**** Data listing ****

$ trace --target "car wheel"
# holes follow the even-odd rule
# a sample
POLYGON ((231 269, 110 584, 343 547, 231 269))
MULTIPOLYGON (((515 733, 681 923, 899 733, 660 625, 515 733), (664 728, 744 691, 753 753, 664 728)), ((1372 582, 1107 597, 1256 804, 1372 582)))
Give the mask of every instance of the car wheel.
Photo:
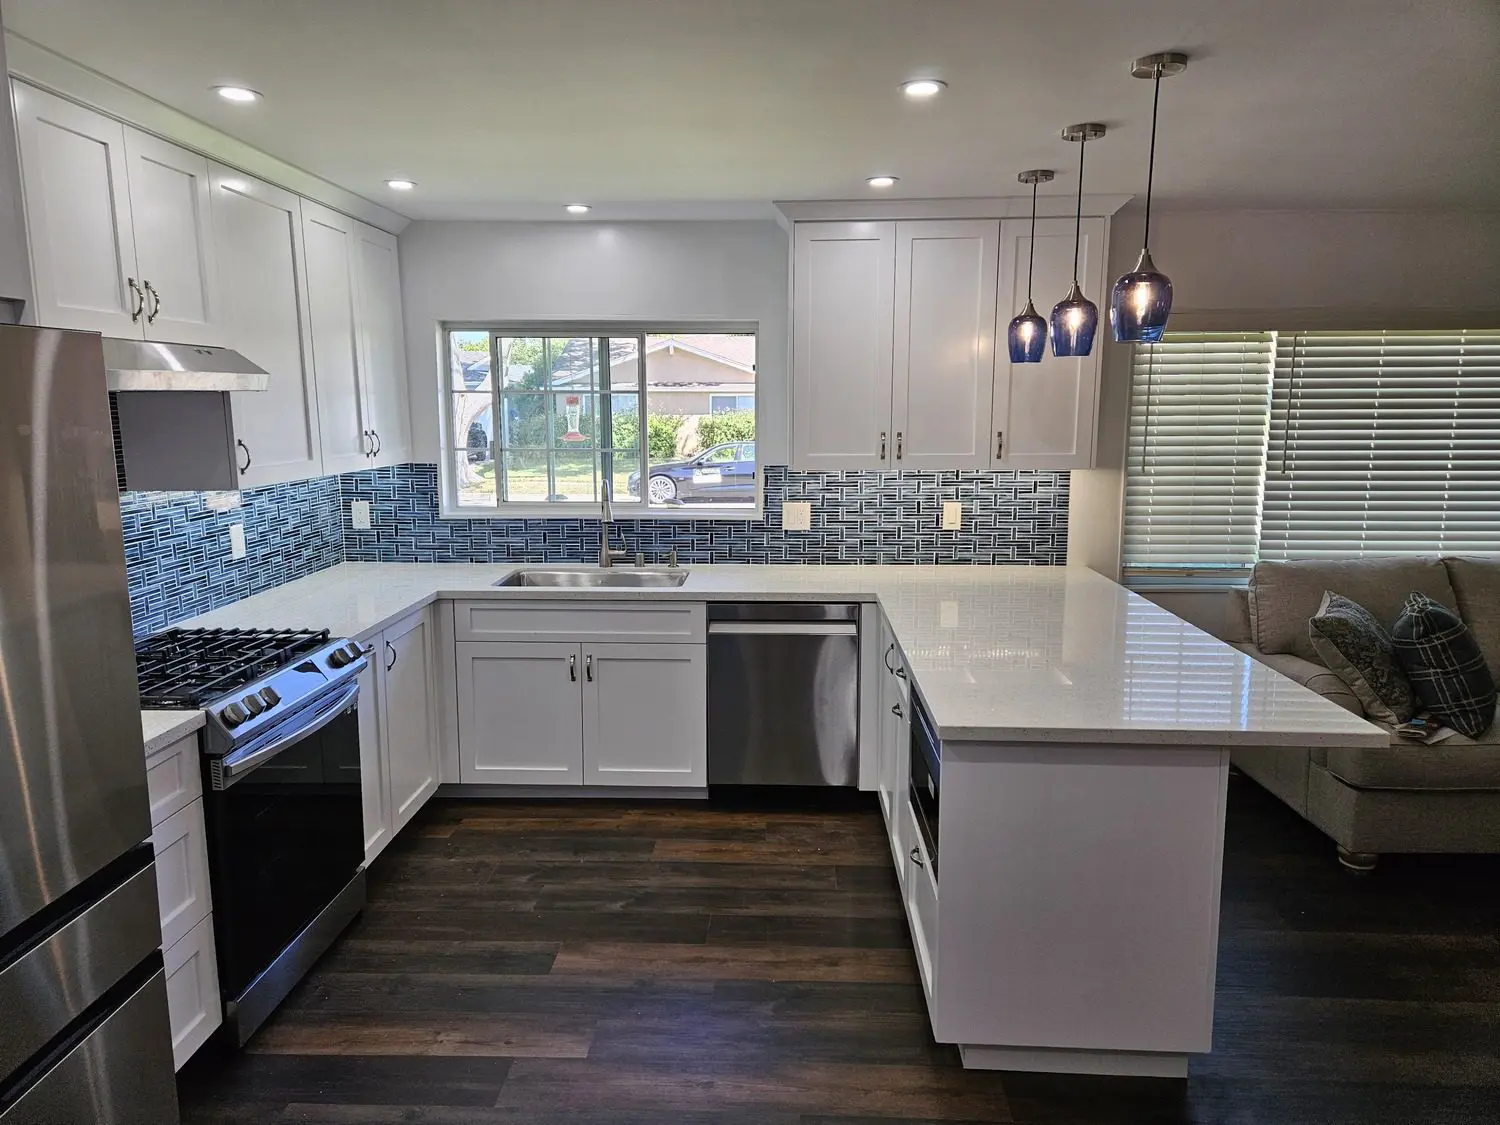
POLYGON ((677 482, 671 477, 652 477, 647 489, 653 504, 670 504, 677 499, 677 482))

****

Your assignment
Lines from the one holding "Give the mask" down to the last line of the entries above must be retyped exactly, inclusive of both, with no pictures and nothing else.

Written answer
Give the mask of every instance of the car wheel.
Photo:
POLYGON ((677 482, 671 477, 652 477, 647 489, 653 504, 670 504, 677 499, 677 482))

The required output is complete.